Hi Thomas,

thanks for your comments I confirm I will attend the meeting this
afternoon. I will go through your reviews carefully.

thanks so much!
X

2016-09-23 11:44 GMT+02:00 Thomas Watteyne <[email protected]>:

> All,
>
> In preparation of the 6TiSCH interim meeting later today, below is my
> review of draft-ietf-6tisch-6top-sf0-01. I'm reading the XML file
> directly at https://bitbucket.org/6tisch/draft-ietf-6tisch-6top-
> sf0/src/master/draft-ietf-6tisch-6top-sf0-02.xml, to be most up-to-date.
>
> *@authors*, could you confirm you will attend the 6TiSCH interim meeting
> later today?
>
> Thomas
>
> *issue tracking*
>
> This is now a WG doc. Per the 6TiSCH best practice, this means issues
> should be tracked by https://trac.tools.ietf.org/wg/6tisch/trac/report/1
>
> *@editor*, please:
> - report the open issue on the bitbucket issue tracker into the IETF
> 6TiSCH issue tracker
> - disable the bitbucket issue tracker
>
> *organization*
>
> The idea is that the definition of an SF follows the recommendations from
> https://tools.ietf.org/html/draft-ietf-6tisch-6top-protocol-02#section-5,
> in particular answers all the requirements and follows the structure.

- Request A -
In the email about the 6TiSCH draft review, why should issues now be tracked in the IETF 6TiSCH issue tracker? Answer in one to three sentences.
- Request B -
In the email about the 6TiSCH draft review, which two actions is the editor asked to take?

- Data rows -

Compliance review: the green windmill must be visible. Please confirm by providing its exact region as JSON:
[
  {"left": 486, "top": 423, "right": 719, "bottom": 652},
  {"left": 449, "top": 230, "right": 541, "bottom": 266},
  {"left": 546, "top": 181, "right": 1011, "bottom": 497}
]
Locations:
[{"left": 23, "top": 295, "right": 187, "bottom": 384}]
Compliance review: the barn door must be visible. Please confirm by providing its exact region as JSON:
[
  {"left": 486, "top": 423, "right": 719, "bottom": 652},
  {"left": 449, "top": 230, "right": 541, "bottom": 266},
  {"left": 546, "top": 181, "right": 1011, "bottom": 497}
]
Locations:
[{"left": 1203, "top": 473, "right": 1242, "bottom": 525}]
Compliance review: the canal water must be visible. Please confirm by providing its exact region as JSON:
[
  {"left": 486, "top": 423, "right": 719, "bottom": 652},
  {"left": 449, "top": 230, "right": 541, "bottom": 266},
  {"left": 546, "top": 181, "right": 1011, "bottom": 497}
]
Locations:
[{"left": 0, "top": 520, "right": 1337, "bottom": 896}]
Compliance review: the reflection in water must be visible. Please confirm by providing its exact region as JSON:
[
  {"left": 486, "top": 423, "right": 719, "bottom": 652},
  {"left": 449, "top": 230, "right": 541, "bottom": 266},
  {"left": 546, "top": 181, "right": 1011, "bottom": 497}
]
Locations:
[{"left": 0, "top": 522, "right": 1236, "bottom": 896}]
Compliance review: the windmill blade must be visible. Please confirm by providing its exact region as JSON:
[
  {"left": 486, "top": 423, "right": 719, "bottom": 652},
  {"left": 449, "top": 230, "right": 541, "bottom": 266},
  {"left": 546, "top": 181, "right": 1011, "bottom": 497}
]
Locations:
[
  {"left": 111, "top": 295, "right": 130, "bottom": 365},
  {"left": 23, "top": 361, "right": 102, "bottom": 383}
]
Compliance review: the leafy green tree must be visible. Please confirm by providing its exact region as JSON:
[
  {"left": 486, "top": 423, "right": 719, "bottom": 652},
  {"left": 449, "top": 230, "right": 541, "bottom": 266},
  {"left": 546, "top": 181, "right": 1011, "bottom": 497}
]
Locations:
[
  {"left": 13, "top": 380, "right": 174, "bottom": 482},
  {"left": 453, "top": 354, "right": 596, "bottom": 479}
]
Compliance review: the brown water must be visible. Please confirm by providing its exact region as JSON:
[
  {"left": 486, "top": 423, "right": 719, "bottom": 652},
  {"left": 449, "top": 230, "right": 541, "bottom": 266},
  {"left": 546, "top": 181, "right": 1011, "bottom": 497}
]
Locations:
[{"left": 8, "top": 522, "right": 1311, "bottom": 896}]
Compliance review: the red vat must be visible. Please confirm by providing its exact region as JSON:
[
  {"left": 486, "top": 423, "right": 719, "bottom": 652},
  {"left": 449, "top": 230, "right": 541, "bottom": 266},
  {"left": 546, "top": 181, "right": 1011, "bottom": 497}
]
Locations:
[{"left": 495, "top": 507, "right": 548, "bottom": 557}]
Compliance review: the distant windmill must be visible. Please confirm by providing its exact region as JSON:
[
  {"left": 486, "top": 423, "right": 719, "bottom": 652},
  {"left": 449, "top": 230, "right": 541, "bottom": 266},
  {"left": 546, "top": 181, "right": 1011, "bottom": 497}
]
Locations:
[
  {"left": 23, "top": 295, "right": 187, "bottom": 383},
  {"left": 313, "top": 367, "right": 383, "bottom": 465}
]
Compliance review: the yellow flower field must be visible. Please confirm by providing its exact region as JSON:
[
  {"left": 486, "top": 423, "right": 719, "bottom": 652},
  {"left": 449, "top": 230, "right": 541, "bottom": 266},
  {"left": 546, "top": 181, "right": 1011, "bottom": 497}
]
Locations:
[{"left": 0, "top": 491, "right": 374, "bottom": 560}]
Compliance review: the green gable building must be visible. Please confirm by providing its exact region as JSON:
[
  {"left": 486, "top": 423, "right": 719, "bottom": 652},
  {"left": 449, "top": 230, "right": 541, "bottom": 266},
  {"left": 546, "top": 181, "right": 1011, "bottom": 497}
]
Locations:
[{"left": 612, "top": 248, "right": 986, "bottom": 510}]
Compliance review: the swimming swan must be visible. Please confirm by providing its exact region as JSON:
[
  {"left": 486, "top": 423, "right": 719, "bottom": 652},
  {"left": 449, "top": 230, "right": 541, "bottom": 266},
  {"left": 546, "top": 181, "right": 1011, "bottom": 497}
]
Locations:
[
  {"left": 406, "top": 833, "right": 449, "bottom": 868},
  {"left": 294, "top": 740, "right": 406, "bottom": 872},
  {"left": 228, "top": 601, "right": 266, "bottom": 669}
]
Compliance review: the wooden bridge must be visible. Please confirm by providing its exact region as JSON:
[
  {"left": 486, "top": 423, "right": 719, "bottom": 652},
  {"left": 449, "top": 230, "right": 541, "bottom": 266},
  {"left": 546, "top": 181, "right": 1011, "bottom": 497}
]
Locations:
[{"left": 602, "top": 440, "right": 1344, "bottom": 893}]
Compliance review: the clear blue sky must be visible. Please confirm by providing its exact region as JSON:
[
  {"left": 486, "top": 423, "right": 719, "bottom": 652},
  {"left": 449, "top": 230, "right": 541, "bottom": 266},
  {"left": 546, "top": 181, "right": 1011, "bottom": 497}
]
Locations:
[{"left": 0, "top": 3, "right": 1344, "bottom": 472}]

- Complete response A -
The document is now a working group document. Under 6TiSCH best practice, issues for such a document should be tracked in the IETF 6TiSCH issue tracker.

- Complete response B -
The editor is asked to report the open issue from the bitbucket issue tracker into the IETF 6TiSCH issue tracker and then disable the bitbucket issue tracker.